[Opening Supplied records section]

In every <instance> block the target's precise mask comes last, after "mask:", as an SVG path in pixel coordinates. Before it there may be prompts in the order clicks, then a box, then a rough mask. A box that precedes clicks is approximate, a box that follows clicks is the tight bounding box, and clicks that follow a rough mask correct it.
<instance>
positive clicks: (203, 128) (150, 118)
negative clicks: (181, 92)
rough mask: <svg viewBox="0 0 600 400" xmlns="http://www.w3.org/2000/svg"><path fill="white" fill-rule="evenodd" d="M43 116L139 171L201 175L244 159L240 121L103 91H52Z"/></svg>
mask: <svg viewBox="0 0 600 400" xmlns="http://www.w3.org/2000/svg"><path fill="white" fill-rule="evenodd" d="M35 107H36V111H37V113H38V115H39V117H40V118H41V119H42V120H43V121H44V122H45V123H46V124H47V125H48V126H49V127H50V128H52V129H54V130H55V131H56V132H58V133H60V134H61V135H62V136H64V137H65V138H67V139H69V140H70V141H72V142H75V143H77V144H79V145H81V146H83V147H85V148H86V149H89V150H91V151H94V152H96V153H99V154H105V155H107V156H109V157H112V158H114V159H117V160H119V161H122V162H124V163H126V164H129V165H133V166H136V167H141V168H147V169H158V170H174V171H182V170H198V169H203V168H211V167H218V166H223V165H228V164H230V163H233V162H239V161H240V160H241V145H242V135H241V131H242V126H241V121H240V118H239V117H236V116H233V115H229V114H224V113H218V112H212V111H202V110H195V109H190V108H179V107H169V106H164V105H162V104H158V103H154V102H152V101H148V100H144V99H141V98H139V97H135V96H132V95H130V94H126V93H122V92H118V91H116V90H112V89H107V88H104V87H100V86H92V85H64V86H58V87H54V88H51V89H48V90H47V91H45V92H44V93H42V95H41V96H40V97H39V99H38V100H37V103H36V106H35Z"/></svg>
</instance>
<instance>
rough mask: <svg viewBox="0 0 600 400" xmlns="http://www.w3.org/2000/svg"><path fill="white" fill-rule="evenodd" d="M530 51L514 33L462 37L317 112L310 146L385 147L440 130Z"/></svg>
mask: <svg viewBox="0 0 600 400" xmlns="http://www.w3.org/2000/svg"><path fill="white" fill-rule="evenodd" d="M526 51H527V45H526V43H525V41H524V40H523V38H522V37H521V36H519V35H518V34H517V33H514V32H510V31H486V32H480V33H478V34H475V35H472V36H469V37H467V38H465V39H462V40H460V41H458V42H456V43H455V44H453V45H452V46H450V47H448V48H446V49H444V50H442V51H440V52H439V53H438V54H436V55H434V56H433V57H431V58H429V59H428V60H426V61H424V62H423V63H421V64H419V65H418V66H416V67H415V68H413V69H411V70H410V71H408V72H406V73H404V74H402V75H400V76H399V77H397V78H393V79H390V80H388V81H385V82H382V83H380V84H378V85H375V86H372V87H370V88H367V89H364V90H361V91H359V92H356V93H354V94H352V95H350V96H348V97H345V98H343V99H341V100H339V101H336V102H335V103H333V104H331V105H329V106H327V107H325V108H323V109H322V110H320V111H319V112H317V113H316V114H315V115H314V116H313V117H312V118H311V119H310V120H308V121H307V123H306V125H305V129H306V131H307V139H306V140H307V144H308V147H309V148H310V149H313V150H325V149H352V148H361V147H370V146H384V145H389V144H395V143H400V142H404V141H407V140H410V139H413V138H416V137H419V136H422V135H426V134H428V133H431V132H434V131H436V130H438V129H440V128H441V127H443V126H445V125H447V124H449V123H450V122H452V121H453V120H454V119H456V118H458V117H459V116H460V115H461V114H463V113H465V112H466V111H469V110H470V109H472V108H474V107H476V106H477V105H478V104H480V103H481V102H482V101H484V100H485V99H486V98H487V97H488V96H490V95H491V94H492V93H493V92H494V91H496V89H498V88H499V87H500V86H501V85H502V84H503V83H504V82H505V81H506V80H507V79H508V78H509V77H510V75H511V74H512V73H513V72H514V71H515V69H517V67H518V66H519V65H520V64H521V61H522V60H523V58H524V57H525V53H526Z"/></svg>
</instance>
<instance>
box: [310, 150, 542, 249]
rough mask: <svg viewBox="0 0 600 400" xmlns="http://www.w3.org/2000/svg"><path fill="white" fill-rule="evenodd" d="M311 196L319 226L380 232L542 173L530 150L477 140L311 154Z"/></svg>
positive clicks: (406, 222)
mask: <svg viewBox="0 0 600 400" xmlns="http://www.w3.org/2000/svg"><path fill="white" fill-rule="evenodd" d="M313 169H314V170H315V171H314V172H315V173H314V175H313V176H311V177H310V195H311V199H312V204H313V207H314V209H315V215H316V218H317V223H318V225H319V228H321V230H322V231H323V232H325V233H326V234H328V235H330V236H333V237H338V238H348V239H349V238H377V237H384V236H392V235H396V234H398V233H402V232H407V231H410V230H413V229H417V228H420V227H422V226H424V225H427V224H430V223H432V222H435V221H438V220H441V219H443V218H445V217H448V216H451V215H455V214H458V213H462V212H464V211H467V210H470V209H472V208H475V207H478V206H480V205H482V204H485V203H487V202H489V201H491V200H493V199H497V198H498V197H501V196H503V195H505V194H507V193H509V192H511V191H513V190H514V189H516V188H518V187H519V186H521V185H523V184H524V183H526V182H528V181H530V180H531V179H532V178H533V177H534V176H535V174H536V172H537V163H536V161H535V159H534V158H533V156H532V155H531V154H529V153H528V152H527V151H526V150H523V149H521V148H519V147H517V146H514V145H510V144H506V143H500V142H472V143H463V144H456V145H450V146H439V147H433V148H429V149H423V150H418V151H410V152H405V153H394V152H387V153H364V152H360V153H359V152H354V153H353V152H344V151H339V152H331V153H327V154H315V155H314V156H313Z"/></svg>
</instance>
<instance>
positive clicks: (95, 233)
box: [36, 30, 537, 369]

[Closing Supplied records section]

Problem description: Lines after the one containing "negative clicks: (181, 92)" are not part of the task. Output the entries exactly from their first line through that one.

Written answer:
In every <instance> block the target's precise mask comes last, after "mask:", as an SVG path in pixel coordinates. Before it there may be prompts in the order clicks, then a box, then a rough mask. A box that precedes clicks is approximate, a box that follows clicks is the tight bounding box, and clicks that follow a rough mask correct it.
<instance>
positive clicks: (203, 128) (150, 118)
negative clicks: (181, 92)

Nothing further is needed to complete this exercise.